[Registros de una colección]
—————

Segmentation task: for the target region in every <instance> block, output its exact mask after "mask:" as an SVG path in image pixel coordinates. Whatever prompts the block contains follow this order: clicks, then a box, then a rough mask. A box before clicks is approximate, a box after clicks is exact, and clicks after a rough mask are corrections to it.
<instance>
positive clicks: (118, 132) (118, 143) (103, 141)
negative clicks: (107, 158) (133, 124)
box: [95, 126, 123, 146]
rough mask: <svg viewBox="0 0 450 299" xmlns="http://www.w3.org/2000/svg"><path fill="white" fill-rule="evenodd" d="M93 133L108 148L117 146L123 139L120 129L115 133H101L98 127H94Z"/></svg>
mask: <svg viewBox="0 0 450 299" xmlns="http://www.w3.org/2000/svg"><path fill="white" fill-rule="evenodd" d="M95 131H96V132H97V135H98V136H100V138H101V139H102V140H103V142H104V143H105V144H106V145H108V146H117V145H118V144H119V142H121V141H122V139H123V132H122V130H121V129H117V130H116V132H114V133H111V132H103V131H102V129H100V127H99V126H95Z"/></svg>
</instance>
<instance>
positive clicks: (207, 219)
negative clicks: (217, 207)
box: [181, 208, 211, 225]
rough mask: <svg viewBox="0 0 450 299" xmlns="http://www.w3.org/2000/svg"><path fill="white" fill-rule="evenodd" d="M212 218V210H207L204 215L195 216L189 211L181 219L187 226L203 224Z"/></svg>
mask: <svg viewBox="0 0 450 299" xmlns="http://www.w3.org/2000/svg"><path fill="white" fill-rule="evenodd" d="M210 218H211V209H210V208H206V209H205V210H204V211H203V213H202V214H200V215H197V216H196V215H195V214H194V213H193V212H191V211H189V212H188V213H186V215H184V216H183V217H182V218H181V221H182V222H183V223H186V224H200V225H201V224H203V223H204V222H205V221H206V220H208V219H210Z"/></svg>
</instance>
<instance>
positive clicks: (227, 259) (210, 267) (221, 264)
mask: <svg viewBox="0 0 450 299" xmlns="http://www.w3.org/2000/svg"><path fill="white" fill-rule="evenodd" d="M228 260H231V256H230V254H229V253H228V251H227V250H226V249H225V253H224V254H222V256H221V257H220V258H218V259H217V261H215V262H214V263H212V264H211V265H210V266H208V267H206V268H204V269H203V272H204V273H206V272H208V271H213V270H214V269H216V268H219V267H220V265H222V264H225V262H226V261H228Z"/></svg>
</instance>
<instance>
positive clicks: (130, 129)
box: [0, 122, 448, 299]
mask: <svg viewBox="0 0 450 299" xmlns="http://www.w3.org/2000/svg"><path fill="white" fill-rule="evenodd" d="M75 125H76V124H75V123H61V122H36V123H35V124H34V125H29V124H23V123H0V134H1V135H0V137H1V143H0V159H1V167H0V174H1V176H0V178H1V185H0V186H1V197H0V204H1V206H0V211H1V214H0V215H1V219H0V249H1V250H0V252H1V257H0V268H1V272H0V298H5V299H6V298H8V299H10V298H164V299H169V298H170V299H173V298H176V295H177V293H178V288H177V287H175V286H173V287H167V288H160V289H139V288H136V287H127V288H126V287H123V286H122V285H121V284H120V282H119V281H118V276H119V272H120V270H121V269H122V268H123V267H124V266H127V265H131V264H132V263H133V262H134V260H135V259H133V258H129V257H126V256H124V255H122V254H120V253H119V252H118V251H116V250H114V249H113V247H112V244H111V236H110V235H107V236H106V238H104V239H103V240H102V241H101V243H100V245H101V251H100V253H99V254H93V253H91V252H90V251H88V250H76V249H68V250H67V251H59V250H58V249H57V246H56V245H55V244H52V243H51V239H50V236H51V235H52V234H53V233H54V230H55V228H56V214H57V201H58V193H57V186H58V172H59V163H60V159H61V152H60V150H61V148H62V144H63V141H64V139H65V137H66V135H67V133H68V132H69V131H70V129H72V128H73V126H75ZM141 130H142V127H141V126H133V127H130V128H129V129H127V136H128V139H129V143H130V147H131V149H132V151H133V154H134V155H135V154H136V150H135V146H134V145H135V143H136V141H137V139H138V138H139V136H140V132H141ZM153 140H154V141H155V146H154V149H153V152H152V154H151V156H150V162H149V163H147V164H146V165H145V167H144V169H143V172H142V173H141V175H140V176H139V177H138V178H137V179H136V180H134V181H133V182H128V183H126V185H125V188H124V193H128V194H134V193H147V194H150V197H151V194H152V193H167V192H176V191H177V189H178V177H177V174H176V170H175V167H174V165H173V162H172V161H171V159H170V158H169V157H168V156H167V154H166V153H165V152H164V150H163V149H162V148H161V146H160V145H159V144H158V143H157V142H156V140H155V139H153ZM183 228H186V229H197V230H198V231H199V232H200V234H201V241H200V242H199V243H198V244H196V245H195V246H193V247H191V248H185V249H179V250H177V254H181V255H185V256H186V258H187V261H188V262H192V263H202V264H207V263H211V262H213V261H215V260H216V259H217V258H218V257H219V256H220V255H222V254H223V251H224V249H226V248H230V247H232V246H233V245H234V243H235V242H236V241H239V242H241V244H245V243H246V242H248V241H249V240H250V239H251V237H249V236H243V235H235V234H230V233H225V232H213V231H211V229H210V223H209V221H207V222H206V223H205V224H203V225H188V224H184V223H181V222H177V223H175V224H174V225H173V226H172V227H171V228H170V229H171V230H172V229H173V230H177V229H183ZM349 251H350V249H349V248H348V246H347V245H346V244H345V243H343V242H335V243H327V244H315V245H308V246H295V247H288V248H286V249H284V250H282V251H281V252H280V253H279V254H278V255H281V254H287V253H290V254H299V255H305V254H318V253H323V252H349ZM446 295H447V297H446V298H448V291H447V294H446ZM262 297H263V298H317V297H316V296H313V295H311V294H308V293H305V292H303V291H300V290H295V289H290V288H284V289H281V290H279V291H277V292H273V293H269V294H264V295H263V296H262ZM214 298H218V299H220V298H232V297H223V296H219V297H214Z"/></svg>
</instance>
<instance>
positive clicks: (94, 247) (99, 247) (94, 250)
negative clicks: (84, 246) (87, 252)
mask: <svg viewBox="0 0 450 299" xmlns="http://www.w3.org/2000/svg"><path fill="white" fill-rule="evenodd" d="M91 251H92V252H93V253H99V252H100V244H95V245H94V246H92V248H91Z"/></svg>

—————

» **Orden de trabajo**
Convierte todo el material en una lista JSON de cadenas, una por cada línea y sin incluir las líneas en blanco.

» **Ejercicio resuelto**
[
  "Segmentation task: for the target region in every <instance> block, output its exact mask after \"mask:\" as an SVG path in image pixel coordinates. Whatever prompts the block contains follow this order: clicks, then a box, then a rough mask. A box before clicks is approximate, a box after clicks is exact, and clicks after a rough mask are corrections to it.",
  "<instance>",
  "positive clicks: (118, 132) (118, 143) (103, 141)",
  "negative clicks: (107, 158) (133, 124)",
  "box: [95, 126, 123, 146]",
  "rough mask: <svg viewBox=\"0 0 450 299\" xmlns=\"http://www.w3.org/2000/svg\"><path fill=\"white\" fill-rule=\"evenodd\" d=\"M93 133L108 148L117 146L123 139L120 129L115 133H101L98 127H94Z\"/></svg>",
  "mask: <svg viewBox=\"0 0 450 299\" xmlns=\"http://www.w3.org/2000/svg\"><path fill=\"white\" fill-rule=\"evenodd\" d=\"M95 131H96V132H97V135H98V136H100V138H101V139H102V140H103V142H104V143H105V144H106V145H108V146H117V145H118V144H119V142H121V141H122V139H123V132H122V130H121V129H117V130H116V132H114V133H111V132H103V131H102V129H100V127H99V126H95Z\"/></svg>",
  "</instance>",
  "<instance>",
  "positive clicks: (207, 219)",
  "negative clicks: (217, 207)",
  "box: [181, 208, 211, 225]",
  "rough mask: <svg viewBox=\"0 0 450 299\" xmlns=\"http://www.w3.org/2000/svg\"><path fill=\"white\" fill-rule=\"evenodd\" d=\"M212 218V210H207L204 215L195 216L189 211L181 219L187 226L203 224Z\"/></svg>",
  "mask: <svg viewBox=\"0 0 450 299\" xmlns=\"http://www.w3.org/2000/svg\"><path fill=\"white\" fill-rule=\"evenodd\" d=\"M210 218H211V209H210V208H206V209H205V210H204V211H203V213H202V214H200V215H197V216H196V215H195V214H194V213H193V212H191V211H189V212H188V213H186V215H184V216H183V217H182V218H181V221H182V222H183V223H186V224H200V225H201V224H203V223H204V222H205V221H206V220H208V219H210Z\"/></svg>",
  "</instance>",
  "<instance>",
  "positive clicks: (227, 259) (210, 267) (221, 264)",
  "mask: <svg viewBox=\"0 0 450 299\" xmlns=\"http://www.w3.org/2000/svg\"><path fill=\"white\" fill-rule=\"evenodd\" d=\"M228 260H231V256H230V254H229V253H228V251H227V250H226V249H225V253H224V254H222V256H221V257H220V258H218V259H217V261H215V262H214V263H212V264H211V265H210V266H208V267H206V268H204V269H203V272H204V273H206V272H208V271H213V270H214V269H216V268H219V267H220V265H222V264H225V262H226V261H228Z\"/></svg>",
  "</instance>",
  "<instance>",
  "positive clicks: (130, 129)",
  "box: [0, 122, 448, 299]",
  "mask: <svg viewBox=\"0 0 450 299\" xmlns=\"http://www.w3.org/2000/svg\"><path fill=\"white\" fill-rule=\"evenodd\" d=\"M75 125H76V124H75V123H61V122H36V123H35V124H34V125H29V124H23V123H0V134H1V135H0V137H1V143H0V159H1V167H0V174H1V176H0V178H1V185H0V186H1V197H0V204H1V206H0V211H1V214H0V215H1V219H0V249H1V250H0V252H1V257H0V268H1V272H0V298H5V299H6V298H8V299H10V298H164V299H169V298H170V299H173V298H176V295H177V293H178V288H177V287H175V286H173V287H167V288H160V289H139V288H136V287H127V288H126V287H123V286H122V285H121V284H120V282H119V281H118V276H119V272H120V270H121V269H122V268H123V267H124V266H127V265H131V264H132V263H133V262H134V260H135V259H133V258H129V257H126V256H124V255H122V254H120V253H119V252H118V251H116V250H114V249H113V247H112V244H111V236H110V235H107V236H106V238H104V239H103V240H102V241H101V243H100V245H101V251H100V253H99V254H93V253H91V252H90V251H88V250H76V249H68V250H67V251H59V250H58V249H57V246H56V245H55V244H52V243H51V239H50V236H51V235H52V234H53V233H54V230H55V228H56V214H57V201H58V193H57V186H58V172H59V163H60V159H61V152H60V150H61V148H62V144H63V141H64V139H65V137H66V135H67V133H68V132H69V131H70V129H72V128H73V126H75ZM141 130H142V127H141V126H133V127H130V128H129V129H127V136H128V139H129V143H130V147H131V149H132V151H133V154H134V155H135V154H136V150H135V146H134V145H135V143H136V141H137V139H138V138H139V136H140V132H141ZM153 140H154V141H155V146H154V149H153V152H152V154H151V156H150V162H149V163H147V164H146V165H145V167H144V169H143V172H142V173H141V175H140V176H139V177H138V178H137V179H136V180H134V181H133V182H128V183H126V185H125V188H124V193H128V194H134V193H147V194H150V197H151V194H152V193H167V192H176V191H177V189H178V177H177V174H176V170H175V167H174V165H173V162H172V161H171V159H170V158H169V157H168V156H167V154H166V153H165V152H164V150H163V149H162V148H161V146H160V145H159V144H158V143H157V142H156V140H155V139H153ZM183 228H186V229H197V230H198V231H199V232H200V234H201V241H200V242H199V243H198V244H196V245H195V246H193V247H191V248H185V249H179V250H177V254H181V255H185V256H186V258H187V261H188V262H192V263H202V264H207V263H211V262H213V261H215V260H216V259H217V258H218V257H219V256H220V255H222V254H223V251H224V249H226V248H230V247H232V246H233V245H234V243H235V242H236V241H239V242H241V244H245V243H246V242H248V241H249V240H250V239H251V237H249V236H243V235H235V234H230V233H225V232H213V231H211V229H210V223H209V221H207V222H206V223H205V224H203V225H188V224H184V223H181V222H177V223H175V224H174V225H173V226H172V227H171V228H170V229H171V230H172V229H173V230H177V229H183ZM349 251H350V249H349V248H348V246H347V245H346V244H345V243H343V242H335V243H327V244H315V245H308V246H295V247H288V248H286V249H284V250H282V251H281V252H280V253H279V254H278V255H281V254H287V253H290V254H299V255H305V254H318V253H323V252H349ZM446 295H447V297H446V298H448V291H447V294H446ZM262 297H263V298H317V297H316V296H313V295H311V294H308V293H305V292H303V291H300V290H295V289H290V288H284V289H281V290H279V291H277V292H273V293H269V294H264V295H263V296H262ZM214 298H218V299H220V298H232V297H223V296H219V297H214Z\"/></svg>",
  "</instance>",
  "<instance>",
  "positive clicks: (94, 247) (99, 247) (94, 250)",
  "negative clicks: (84, 246) (87, 252)",
  "mask: <svg viewBox=\"0 0 450 299\" xmlns=\"http://www.w3.org/2000/svg\"><path fill=\"white\" fill-rule=\"evenodd\" d=\"M91 251H92V252H93V253H99V252H100V244H95V245H94V246H92V248H91Z\"/></svg>"
]